What you should do:
Each line below from the "For every instance of the human hand" line through the "For every instance of the raw" line, those two included, must be restated word for word; the pictures must not be.

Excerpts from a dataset
━━━

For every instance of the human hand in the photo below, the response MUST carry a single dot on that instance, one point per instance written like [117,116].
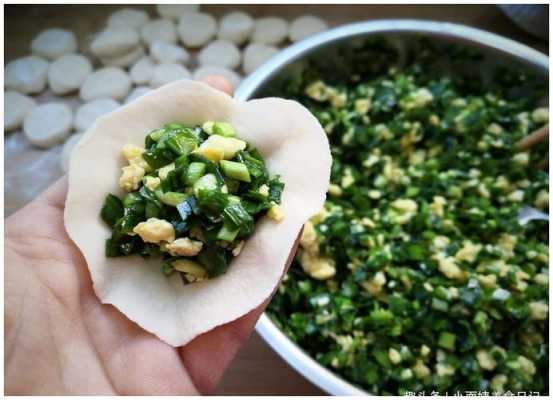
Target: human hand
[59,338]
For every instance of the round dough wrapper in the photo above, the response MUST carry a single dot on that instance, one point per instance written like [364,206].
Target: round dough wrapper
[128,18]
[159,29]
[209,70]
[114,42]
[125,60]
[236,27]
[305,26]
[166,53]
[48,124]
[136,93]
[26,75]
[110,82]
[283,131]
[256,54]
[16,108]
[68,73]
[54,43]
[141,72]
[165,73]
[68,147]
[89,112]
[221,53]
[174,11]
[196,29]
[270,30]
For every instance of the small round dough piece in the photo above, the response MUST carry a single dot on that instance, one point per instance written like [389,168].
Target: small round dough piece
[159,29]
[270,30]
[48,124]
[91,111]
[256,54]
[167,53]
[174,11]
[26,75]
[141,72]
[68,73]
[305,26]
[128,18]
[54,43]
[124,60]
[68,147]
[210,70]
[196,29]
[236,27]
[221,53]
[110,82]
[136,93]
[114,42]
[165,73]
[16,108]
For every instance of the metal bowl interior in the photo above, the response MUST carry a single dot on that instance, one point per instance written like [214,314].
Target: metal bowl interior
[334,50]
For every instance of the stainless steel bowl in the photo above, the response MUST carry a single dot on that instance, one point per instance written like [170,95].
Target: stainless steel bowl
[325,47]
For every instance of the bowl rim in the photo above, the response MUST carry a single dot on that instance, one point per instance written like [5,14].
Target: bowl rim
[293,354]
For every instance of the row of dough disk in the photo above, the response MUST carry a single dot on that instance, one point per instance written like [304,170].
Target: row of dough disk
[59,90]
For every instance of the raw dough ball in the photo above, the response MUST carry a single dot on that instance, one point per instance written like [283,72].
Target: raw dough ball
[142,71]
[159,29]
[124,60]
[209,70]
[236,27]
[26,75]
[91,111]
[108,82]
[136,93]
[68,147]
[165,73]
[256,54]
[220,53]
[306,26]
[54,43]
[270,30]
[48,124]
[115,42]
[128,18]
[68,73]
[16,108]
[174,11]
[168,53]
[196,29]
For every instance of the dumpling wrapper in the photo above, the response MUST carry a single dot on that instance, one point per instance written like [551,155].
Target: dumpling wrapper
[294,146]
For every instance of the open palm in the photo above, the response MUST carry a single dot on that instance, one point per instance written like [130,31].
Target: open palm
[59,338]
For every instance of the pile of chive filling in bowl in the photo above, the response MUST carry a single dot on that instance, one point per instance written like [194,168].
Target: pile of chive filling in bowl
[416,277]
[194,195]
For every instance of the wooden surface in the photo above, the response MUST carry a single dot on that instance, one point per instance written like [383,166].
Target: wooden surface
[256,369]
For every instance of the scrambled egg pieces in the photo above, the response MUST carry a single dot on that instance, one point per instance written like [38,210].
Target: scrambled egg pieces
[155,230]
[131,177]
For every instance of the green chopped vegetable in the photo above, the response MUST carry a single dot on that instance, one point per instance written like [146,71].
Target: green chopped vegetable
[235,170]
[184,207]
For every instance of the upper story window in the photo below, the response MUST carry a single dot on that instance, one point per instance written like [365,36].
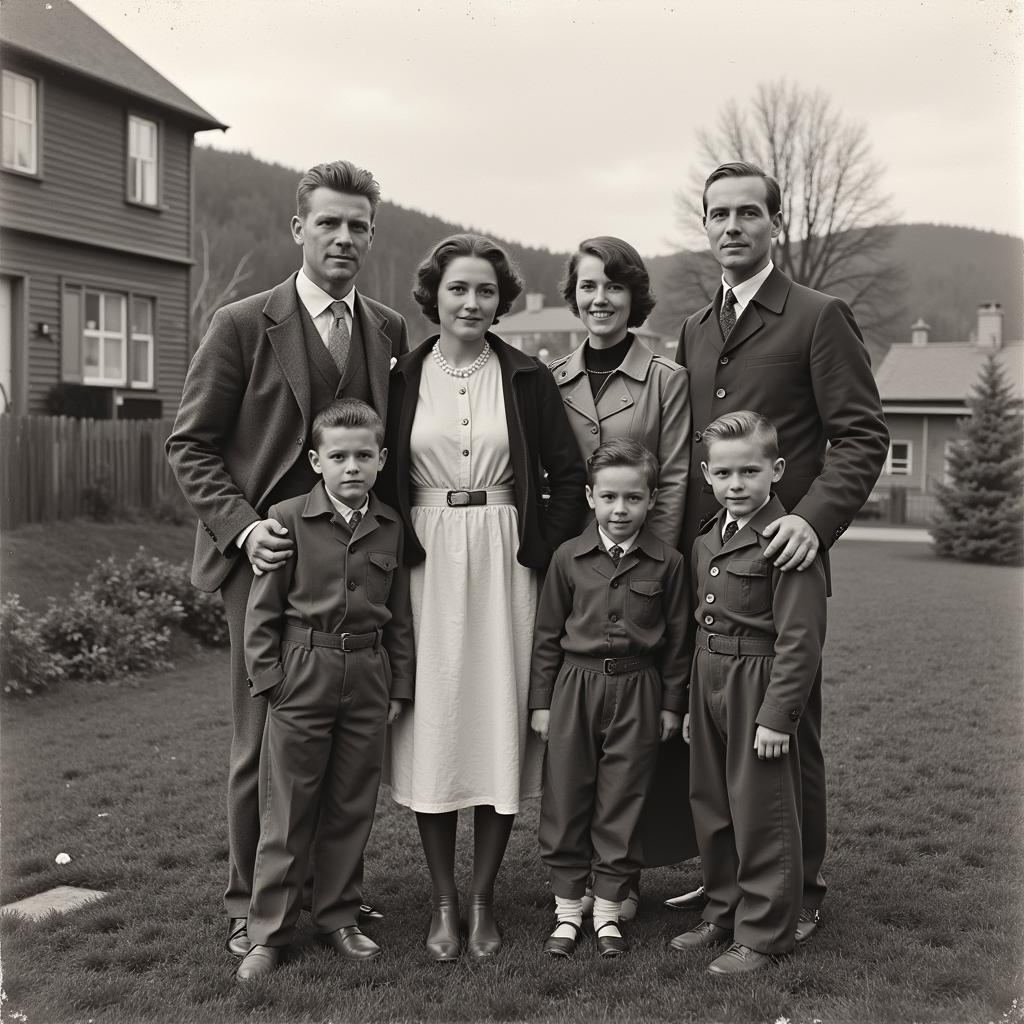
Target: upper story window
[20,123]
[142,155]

━━━

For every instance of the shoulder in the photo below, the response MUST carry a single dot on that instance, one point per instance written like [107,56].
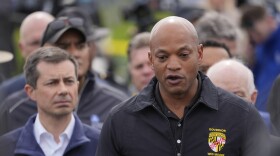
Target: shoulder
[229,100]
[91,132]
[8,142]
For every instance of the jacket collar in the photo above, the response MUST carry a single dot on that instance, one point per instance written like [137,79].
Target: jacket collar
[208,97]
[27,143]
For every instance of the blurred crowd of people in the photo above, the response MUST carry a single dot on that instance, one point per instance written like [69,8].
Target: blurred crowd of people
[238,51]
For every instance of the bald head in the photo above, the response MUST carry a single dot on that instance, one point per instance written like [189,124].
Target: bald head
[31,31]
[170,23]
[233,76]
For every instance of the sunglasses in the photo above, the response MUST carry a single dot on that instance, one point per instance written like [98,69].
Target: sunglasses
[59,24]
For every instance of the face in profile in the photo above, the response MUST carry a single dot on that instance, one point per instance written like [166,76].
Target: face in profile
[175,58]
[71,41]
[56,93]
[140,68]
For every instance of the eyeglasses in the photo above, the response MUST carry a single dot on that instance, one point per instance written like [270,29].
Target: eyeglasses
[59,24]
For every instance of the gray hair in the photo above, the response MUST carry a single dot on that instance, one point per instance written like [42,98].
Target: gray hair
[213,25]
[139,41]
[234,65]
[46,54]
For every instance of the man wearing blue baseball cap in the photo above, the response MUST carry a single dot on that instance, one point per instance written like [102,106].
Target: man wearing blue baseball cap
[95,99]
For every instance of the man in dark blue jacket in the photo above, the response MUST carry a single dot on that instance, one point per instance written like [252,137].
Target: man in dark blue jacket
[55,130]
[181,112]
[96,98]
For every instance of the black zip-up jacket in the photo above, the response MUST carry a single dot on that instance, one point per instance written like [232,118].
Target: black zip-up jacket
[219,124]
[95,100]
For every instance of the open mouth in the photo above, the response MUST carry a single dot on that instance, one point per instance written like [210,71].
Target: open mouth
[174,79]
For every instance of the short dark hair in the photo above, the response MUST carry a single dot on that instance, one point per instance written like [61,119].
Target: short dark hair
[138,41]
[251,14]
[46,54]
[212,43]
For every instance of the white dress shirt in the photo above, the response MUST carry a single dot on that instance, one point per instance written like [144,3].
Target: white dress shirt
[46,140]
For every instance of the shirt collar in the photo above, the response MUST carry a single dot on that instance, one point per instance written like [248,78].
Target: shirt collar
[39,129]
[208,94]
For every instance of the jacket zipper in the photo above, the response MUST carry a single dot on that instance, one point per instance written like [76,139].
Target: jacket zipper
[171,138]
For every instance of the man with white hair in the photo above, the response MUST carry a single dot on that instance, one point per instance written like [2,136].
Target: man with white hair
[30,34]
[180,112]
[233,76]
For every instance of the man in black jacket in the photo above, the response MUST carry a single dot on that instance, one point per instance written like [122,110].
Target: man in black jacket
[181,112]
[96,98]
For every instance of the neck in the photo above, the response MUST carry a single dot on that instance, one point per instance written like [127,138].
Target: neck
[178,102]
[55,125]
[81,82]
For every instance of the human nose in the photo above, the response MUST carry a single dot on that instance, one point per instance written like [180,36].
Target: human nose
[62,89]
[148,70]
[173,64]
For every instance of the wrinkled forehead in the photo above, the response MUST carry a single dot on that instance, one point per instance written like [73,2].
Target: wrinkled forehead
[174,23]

━━━

Result of this task:
For every instance of the human hand in the photo below, the response MUST carry a single dot on that instance, one point per instance written like [117,116].
Target: human hand
[59,338]
For every instance of the round dough wrapper in the photo above, the response MUST carry a single dot on that instance, one point per instance written like [364,206].
Target: round dough wrapper
[128,18]
[159,29]
[209,70]
[114,42]
[125,60]
[236,27]
[305,26]
[166,53]
[48,124]
[136,93]
[26,75]
[110,82]
[283,131]
[256,54]
[16,108]
[68,73]
[54,43]
[141,72]
[165,73]
[68,147]
[89,112]
[221,53]
[174,11]
[196,29]
[270,30]
For every instance of the small round dough piece in the photo above, the response MUST carry a single dot on that instance, one point per instance written like [389,168].
Target: small round dough piece
[159,29]
[270,30]
[48,124]
[91,111]
[256,54]
[167,53]
[174,11]
[26,75]
[141,72]
[68,73]
[305,26]
[128,18]
[54,43]
[124,60]
[68,147]
[210,70]
[196,29]
[236,27]
[221,53]
[110,82]
[136,93]
[114,42]
[165,73]
[16,108]
For every instance of the metal bowl interior in the photo above, the response MUST carry a single dot on that instance, one point per instance written like [214,314].
Target: metal bowl interior
[334,50]
For every instance of the stainless steel bowl in the photo above, the response MUST carry a single dot on that instance, one point per instance written like [170,95].
Target: stainless steel bowl
[325,47]
For every instance of the bowl rim in the photo above, the response MUST carry a single dot on that instance, one point per instance written like [5,14].
Target: bowl rim
[293,354]
For every instance of the row of dough disk in the photo above, the response MUST carry a single dot on that instance, one point per instance written like [304,170].
Target: row of dough disk
[59,90]
For every instance of the raw dough ball in the photo above, the response MUST carry a single dot on that instance, one point per instance written like [283,72].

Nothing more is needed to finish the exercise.